** ENTRIES PROVIDED follows **

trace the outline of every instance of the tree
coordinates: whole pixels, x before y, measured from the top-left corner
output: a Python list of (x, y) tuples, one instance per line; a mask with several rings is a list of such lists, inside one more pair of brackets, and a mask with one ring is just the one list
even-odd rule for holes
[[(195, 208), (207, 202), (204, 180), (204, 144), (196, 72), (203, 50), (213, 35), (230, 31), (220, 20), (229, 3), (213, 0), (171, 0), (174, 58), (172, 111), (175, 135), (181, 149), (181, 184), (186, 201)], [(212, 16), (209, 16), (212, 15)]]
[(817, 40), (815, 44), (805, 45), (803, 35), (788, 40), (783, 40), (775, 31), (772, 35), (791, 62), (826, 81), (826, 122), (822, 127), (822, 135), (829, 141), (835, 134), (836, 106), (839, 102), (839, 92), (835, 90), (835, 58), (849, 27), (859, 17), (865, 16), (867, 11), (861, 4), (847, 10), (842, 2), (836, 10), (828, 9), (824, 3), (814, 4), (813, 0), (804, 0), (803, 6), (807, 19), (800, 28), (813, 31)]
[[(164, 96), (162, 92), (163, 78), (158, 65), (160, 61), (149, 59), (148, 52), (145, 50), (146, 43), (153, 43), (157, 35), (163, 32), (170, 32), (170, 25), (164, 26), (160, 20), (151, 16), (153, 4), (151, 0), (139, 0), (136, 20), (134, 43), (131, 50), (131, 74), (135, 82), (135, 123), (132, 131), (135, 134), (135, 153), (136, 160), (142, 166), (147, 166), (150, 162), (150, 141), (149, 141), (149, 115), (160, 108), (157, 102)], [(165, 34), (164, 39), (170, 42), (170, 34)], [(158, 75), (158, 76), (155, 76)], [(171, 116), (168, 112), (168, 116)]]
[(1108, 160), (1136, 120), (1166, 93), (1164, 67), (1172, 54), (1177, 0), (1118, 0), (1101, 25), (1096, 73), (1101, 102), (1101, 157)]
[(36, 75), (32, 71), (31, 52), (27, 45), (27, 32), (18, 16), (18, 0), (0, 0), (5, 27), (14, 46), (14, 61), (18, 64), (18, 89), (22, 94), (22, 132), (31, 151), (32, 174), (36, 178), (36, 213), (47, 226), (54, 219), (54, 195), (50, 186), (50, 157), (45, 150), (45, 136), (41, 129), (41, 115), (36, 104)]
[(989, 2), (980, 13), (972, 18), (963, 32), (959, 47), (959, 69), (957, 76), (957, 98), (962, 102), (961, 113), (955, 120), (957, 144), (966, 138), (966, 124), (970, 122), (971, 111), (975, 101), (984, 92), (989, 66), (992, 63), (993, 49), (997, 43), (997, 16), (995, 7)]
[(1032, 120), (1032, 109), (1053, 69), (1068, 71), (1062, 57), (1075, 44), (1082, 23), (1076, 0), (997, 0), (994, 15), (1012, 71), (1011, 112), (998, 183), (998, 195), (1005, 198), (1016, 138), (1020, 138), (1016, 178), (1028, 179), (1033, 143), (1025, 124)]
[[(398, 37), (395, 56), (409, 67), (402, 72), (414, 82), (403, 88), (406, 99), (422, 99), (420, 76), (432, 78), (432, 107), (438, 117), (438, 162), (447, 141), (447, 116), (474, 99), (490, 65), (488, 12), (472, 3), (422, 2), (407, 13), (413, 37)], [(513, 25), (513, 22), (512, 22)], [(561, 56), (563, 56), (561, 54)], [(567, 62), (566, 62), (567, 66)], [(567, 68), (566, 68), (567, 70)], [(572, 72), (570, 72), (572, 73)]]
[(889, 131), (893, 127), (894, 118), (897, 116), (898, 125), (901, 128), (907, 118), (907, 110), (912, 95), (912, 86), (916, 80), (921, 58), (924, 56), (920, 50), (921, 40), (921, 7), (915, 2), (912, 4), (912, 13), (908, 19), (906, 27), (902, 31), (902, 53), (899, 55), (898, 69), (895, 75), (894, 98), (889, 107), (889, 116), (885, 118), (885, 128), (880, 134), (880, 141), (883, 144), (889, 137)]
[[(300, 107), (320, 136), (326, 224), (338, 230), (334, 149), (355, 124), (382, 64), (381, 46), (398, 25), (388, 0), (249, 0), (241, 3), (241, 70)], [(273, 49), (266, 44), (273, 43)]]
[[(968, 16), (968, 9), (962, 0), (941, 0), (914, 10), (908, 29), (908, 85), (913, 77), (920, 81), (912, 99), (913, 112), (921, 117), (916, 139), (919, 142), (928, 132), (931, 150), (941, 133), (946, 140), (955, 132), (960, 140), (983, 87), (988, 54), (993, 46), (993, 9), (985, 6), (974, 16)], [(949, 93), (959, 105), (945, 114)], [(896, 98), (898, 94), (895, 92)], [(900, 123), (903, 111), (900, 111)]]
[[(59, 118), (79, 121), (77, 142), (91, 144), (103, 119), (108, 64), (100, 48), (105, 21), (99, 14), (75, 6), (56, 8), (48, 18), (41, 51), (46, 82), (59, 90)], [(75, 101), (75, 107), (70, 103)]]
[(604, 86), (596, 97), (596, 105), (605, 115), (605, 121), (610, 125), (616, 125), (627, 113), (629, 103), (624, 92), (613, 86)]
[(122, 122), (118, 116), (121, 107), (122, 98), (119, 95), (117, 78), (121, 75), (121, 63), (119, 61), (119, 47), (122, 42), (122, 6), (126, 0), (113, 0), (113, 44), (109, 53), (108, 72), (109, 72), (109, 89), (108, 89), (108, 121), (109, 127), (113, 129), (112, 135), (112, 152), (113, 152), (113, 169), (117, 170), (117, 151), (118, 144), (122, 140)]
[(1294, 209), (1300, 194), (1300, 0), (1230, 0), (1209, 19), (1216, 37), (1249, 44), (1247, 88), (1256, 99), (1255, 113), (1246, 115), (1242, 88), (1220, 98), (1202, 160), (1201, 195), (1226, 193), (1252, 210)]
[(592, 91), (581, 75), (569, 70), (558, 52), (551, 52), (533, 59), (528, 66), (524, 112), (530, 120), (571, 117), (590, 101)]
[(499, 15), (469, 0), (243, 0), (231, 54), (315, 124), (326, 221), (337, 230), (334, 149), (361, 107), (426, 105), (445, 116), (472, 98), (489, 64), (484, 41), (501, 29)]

** End of ENTRIES PROVIDED **

Find each line in the listing above that contains "instance", and copy that line.

• _ANSWER_
trace the outline of every instance of the tree
output: a Python list of (x, y) tuples, one instance per line; a mask with several rings is a list of such lists, inside one more pair of brackets, and a mask with one ring is just the one list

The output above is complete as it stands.